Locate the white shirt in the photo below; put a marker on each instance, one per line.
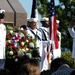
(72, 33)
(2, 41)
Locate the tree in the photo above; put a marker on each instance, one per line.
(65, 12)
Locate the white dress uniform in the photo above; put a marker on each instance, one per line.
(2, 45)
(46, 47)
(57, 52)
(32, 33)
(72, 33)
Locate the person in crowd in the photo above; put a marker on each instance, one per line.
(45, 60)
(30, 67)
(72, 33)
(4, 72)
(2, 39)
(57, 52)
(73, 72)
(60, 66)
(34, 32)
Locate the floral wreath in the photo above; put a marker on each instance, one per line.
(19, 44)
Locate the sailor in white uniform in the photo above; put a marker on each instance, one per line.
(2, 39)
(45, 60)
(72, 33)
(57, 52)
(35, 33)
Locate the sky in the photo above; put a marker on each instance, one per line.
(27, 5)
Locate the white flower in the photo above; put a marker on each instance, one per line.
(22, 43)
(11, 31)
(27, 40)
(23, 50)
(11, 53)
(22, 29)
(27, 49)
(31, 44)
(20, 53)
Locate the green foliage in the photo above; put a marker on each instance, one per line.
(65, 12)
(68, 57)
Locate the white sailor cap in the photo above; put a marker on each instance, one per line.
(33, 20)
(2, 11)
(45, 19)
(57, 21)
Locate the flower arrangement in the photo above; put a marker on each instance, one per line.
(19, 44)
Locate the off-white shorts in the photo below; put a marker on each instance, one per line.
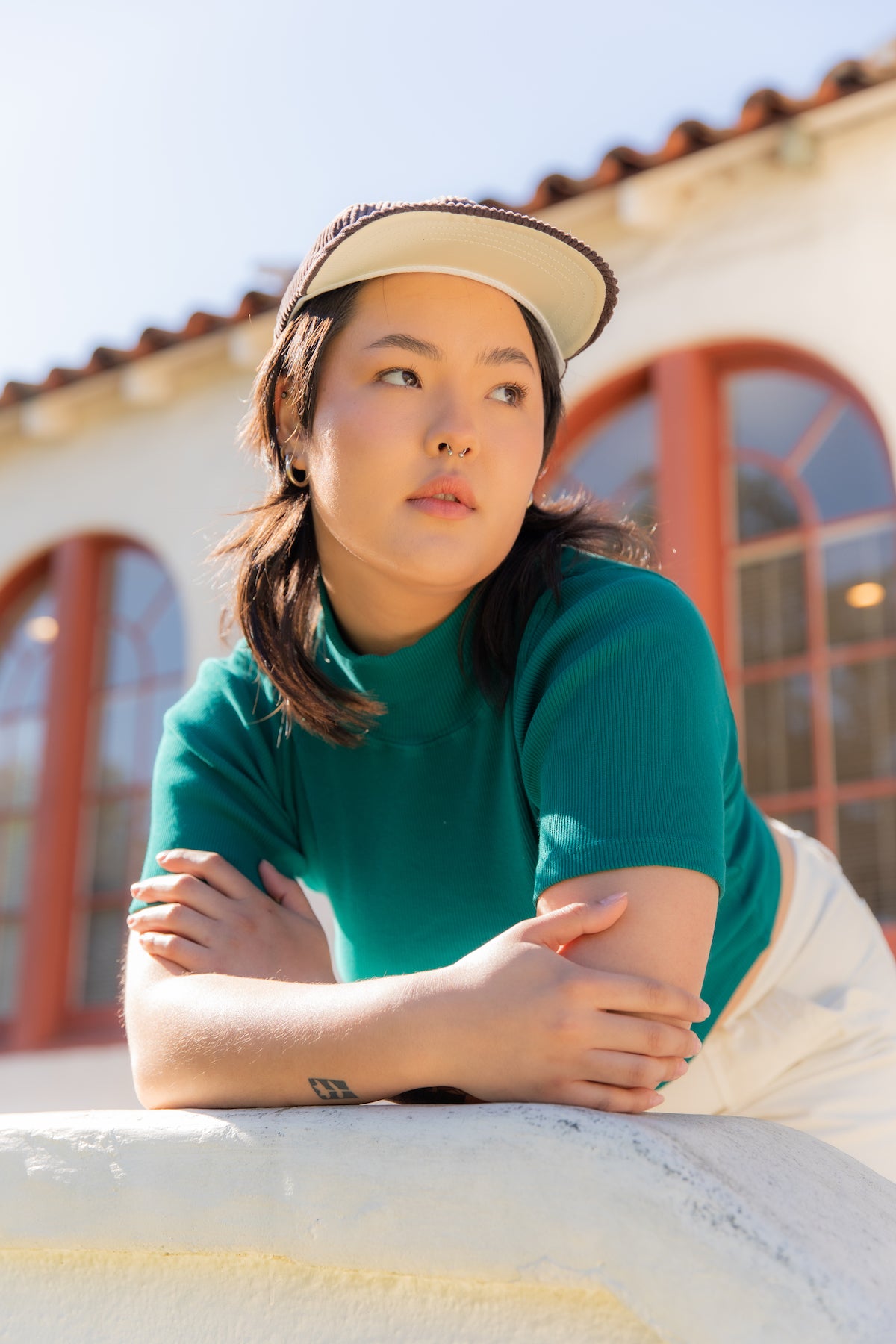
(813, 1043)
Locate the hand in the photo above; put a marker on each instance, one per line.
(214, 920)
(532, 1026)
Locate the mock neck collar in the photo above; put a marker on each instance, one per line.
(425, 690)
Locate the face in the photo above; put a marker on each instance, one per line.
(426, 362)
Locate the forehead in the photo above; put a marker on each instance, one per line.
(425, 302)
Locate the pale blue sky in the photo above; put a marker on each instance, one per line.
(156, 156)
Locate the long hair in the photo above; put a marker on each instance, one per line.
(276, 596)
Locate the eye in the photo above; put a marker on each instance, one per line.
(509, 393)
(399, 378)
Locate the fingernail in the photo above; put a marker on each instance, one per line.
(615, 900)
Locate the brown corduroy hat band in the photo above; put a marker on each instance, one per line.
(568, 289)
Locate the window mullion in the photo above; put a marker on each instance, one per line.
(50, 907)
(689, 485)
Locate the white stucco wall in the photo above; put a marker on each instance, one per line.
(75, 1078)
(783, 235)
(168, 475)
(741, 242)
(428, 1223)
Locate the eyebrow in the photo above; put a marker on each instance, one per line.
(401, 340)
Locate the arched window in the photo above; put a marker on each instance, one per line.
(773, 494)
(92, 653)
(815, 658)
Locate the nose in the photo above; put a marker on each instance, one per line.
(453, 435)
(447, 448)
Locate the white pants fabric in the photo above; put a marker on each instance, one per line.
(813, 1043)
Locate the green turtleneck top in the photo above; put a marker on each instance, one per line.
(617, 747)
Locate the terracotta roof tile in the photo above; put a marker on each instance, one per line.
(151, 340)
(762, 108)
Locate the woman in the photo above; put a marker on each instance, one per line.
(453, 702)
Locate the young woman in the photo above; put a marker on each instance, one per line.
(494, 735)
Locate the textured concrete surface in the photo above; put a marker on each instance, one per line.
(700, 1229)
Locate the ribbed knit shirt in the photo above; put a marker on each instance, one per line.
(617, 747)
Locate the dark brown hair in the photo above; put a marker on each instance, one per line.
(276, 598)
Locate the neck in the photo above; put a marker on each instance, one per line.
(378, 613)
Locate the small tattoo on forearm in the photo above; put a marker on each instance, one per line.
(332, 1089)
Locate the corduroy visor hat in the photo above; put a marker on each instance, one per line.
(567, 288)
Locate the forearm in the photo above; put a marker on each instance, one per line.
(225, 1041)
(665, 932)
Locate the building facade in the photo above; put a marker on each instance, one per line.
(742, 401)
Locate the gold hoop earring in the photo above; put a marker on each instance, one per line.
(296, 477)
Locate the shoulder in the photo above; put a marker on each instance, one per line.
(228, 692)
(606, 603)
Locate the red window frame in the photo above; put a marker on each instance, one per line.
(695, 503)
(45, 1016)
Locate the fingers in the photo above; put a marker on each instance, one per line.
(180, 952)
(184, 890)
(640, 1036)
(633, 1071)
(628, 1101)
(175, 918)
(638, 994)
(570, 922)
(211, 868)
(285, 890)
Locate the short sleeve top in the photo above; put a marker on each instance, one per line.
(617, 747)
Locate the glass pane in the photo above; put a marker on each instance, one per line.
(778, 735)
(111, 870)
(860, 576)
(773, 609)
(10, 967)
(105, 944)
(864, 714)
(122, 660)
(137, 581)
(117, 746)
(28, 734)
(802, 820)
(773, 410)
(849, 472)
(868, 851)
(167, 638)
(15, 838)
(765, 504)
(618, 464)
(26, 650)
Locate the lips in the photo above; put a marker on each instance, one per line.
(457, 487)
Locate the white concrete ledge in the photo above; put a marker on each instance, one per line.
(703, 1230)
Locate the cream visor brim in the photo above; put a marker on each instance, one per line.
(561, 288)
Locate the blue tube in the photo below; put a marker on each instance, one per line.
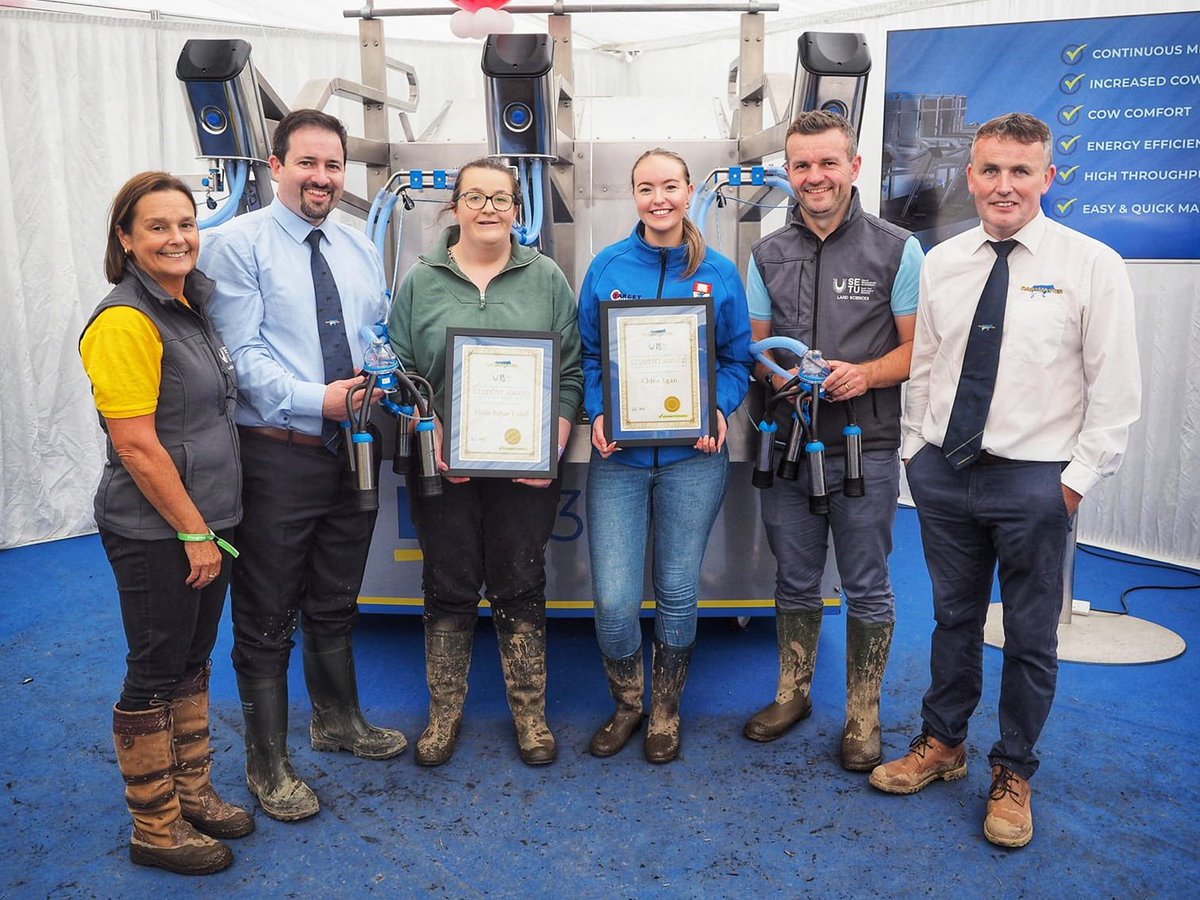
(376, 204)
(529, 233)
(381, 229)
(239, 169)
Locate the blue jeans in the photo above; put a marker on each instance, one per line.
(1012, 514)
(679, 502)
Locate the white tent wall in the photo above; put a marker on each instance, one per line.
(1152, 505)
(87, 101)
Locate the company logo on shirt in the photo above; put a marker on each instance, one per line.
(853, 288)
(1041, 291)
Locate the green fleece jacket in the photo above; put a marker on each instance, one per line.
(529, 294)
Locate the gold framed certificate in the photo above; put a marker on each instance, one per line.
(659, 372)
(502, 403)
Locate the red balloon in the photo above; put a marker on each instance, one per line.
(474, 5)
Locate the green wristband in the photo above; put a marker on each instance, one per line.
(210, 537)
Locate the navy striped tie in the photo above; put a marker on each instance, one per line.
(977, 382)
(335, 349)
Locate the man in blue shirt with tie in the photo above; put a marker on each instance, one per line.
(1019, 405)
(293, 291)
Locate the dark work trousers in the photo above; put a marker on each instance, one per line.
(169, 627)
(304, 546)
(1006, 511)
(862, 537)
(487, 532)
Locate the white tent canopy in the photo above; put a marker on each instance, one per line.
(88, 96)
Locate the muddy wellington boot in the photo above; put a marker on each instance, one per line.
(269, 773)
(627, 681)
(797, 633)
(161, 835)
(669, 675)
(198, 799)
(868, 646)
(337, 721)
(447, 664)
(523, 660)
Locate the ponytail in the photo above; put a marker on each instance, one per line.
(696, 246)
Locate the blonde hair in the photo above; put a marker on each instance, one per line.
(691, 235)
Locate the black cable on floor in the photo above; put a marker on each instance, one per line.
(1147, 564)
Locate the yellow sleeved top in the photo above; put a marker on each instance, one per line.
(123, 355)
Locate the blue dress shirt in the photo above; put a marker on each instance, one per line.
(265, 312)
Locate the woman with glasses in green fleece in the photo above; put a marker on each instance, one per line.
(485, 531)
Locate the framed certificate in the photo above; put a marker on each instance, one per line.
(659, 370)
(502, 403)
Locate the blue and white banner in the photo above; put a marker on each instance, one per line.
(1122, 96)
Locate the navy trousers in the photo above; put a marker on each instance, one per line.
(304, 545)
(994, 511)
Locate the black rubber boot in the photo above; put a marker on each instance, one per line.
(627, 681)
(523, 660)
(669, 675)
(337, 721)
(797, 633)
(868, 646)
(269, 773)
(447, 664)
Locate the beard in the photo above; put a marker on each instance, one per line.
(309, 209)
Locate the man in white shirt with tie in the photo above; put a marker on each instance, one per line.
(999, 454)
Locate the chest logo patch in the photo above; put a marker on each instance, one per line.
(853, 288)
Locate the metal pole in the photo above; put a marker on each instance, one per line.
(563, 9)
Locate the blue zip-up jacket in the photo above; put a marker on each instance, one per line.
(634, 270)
# # #
### YOUR GOAL
A faithful copy of all the data above, without its pictures, is the expected result.

### RESPONSE AREA
Locate the white shirt in the photo below; put a marker on each instance, one per line.
(72, 33)
(2, 41)
Locate the tree in the photo above; put a marker on each instance, one per line.
(65, 12)
Locate the white dress uniform in the photo above; put a marker on each instance, one per line.
(2, 45)
(46, 47)
(57, 52)
(32, 33)
(72, 33)
Locate the person in crowd in the photo above; put a marker on each instance, one per line.
(45, 60)
(30, 67)
(72, 33)
(4, 72)
(2, 39)
(57, 52)
(73, 72)
(60, 66)
(34, 32)
Locate the floral wreath in the photo above; put a marker on each instance, one per line.
(19, 44)
Locate the sailor in white uniform in the photo above; put a marker on each instance, one per line.
(2, 39)
(45, 60)
(72, 33)
(57, 52)
(35, 33)
Locate the sky in the photo above; put a marker on each instance, one per line.
(27, 5)
Locate the white flower in the photo above; put a marker on each instance, one per line.
(22, 43)
(11, 31)
(27, 40)
(23, 50)
(11, 53)
(22, 29)
(27, 49)
(31, 44)
(20, 53)
Locate the green foliage in the photo above; put a marker on each instance, one per line.
(65, 12)
(68, 57)
Locate the white sailor cap in the photo above; put a marker on each instance, one per line.
(33, 20)
(2, 11)
(45, 19)
(57, 21)
Locate the flower arrangement in the photo above; put a marker on each instance, one per line.
(19, 44)
Locate the off-white shorts in the photo below; put a marker on each instance, one per line.
(813, 1043)
Locate the hand in the photo above; put a marker on each instance, one per line.
(214, 920)
(532, 1026)
Locate the mock neck collar in the photo above; put a marker on each instance, one per line.
(425, 690)
Locate the face in the photo above; put a marker on each instance, one per line.
(426, 362)
Locate the forehead in the photo above; put a marker on each instance, one per line.
(425, 302)
Locate the pale blue sky in the photo above; put a marker on each instance, one per line.
(156, 156)
Locate the long hair in the photo above; put a marker on each instance, one per line.
(276, 596)
Locate the eye in the photo above; put a marker on each instance, one per line.
(509, 393)
(399, 378)
Locate the fingernail in the photo above; put a marker on each instance, one per line.
(615, 900)
Locate the brown corduroy hat band in the photo above; put a marker on each instance, one per line.
(568, 289)
Locate the window mullion in the photo above; put a marker on each instance, one per line.
(50, 907)
(689, 485)
Locate the white stucco wall in the photo above; put a marker on each instance, one per line.
(75, 1078)
(783, 235)
(168, 475)
(741, 242)
(428, 1223)
Locate the eyebrow in the photo above; put a marker on each instance, one per line.
(401, 340)
Locate the arched window in the photo above; put a marker on each instance, one per line.
(773, 494)
(92, 653)
(815, 658)
Locate the nose in the photo above; put a marker on each instance, one per line.
(453, 435)
(447, 448)
Locate the white pants fabric in the photo above; put a marker on each instance, one per line.
(813, 1043)
Locate the green turtleneck top in the photo above; put a marker on each instance, one per line.
(617, 747)
Locate the terracotta roof tile in the photo above; put a marker on each instance, one per line.
(151, 340)
(762, 108)
Locate the woman in the photo above; put a marker on each instance, one per line.
(453, 702)
Locate the young woman in the photo above; put a marker on each instance, one per line.
(494, 735)
Locate the textured concrete surface in the photo above; put a marker on each instance, one per line.
(700, 1229)
Locate the ribbed knit shirt in the photo above; put a marker on each instance, one per line.
(617, 747)
Locate the dark brown hair in the photo above; put a marker on each instance, one per line.
(276, 598)
Locate the neck in the photo above; put a marker on each instance, one per line.
(378, 613)
Locate the small tattoo on forearm in the photo above; put a marker on each instance, one per line.
(332, 1089)
Locate the corduroy visor hat in the photo above; put a marker on each instance, one per line.
(567, 288)
Locate the forearm in the photo above; put a marker on each instance, one per line.
(225, 1041)
(665, 932)
Locate the building facade in the photo above; put a marker on each instance, one per line.
(742, 401)
Locate the gold hoop earring in the photo above; put a marker on each instance, one per line.
(296, 477)
Locate the shoulder in the photo above; put a marker on each instance, one per line.
(228, 692)
(606, 603)
Locate the red window frame in the photo above; put a marker on each instance, one per line.
(695, 503)
(45, 1016)
Locate the fingers in the photo above; put a marker on each instance, one per line.
(180, 952)
(184, 890)
(640, 1036)
(633, 1071)
(628, 1101)
(175, 918)
(638, 994)
(570, 922)
(211, 868)
(285, 890)
Locate the short sleeve top in the photo above; put a marker on each instance, one per line.
(617, 747)
Locate the glass pane in the photo above; put a marker on each instance, one per line.
(778, 735)
(111, 870)
(860, 576)
(773, 609)
(10, 967)
(105, 944)
(864, 714)
(122, 660)
(137, 581)
(117, 746)
(28, 734)
(802, 820)
(773, 410)
(849, 472)
(868, 851)
(167, 638)
(15, 838)
(765, 504)
(618, 464)
(26, 650)
Locate the lips in the photo above; put a marker on each instance, one per line.
(457, 487)
Locate the white concrete ledge in the photo above; put a marker on each instance, one per line.
(703, 1230)
Locate the cream visor brim in the photo above; put a marker on each instance, one per line.
(561, 288)
Locate the blue tube in the photo below; put a marker on each instance, one per line.
(376, 204)
(529, 233)
(381, 229)
(239, 169)
Locate the blue jeans in the photo above; put a marker on each instance, one per line.
(1012, 514)
(679, 502)
Locate the white tent wall in the photo above; put a marker on each instance, one per line.
(1152, 505)
(87, 101)
Locate the company logo on shirt in the photo above; put a marker on each instance, one per line.
(853, 288)
(1041, 291)
Locate the green fleece jacket in the photo above; put a marker on each instance, one per line.
(529, 294)
Locate the gold framed certificate in the photo above; put a marker on each instance, one per line.
(659, 372)
(502, 403)
Locate the red balloon in the photo above; put a marker on each instance, one per line.
(474, 5)
Locate the green wristband in the photo above; put a marker on each instance, one per line.
(210, 537)
Locate the navy striped tie in the photo above; put a marker on each instance, one per line.
(977, 382)
(335, 349)
Locate the man in blue shirt with tie in the photo above; put a marker on each instance, one per line.
(1019, 405)
(293, 291)
Locate the dark work trousers in the photo above; put a marker on each instance, one per line.
(169, 627)
(304, 546)
(1006, 511)
(862, 537)
(487, 532)
Locate the white tent canopy in the photo above; put a marker on each instance, one per line.
(88, 96)
Locate the muddy wellington boot in the photo above; put a marker on each instance, one per line.
(269, 773)
(627, 681)
(797, 633)
(161, 835)
(669, 675)
(198, 799)
(868, 646)
(337, 721)
(447, 664)
(523, 660)
Locate the ponytail in the photo above; put a marker on each instance, one per line.
(696, 246)
Locate the blonde hair in the photo above; put a marker on each instance, one per line.
(691, 235)
Locate the black cable on floor in the photo above; put a marker on each instance, one per line.
(1147, 564)
Locate the yellow sleeved top in the photo above; put a marker on each instance, one per line.
(123, 355)
Locate the blue dress shirt in the photo above; put a marker on each instance, one per line.
(265, 312)
Locate the woman with glasses in green fleece in the photo above; put a marker on each instance, one per line.
(485, 531)
Locate the framed certificate in the photo above; put a marker on each instance, one per line.
(659, 370)
(502, 403)
Locate the blue and white banner in the photo above; put a marker on each instance, one per line.
(1122, 96)
Locate the navy trousers in the photo above; put a marker on each instance, one per line.
(304, 545)
(994, 511)
Locate the black rubber boot in the photo above; put a marker on each instance, one per line.
(627, 681)
(523, 660)
(669, 675)
(337, 721)
(797, 633)
(868, 646)
(269, 773)
(447, 664)
Locate the beard in the photo above; put a marker on each instance, one per line.
(309, 209)
Locate the man in white shirt with tie in the photo above; put a marker on each instance, one per line.
(999, 454)
Locate the chest logo patch in the photo above; put a marker on each instance, one per line.
(853, 288)
Locate the metal pole in the photo above; put a marker on each instance, one per line.
(563, 9)
Locate the blue zip-up jacket in the photo above; put a marker on each instance, one per line.
(634, 270)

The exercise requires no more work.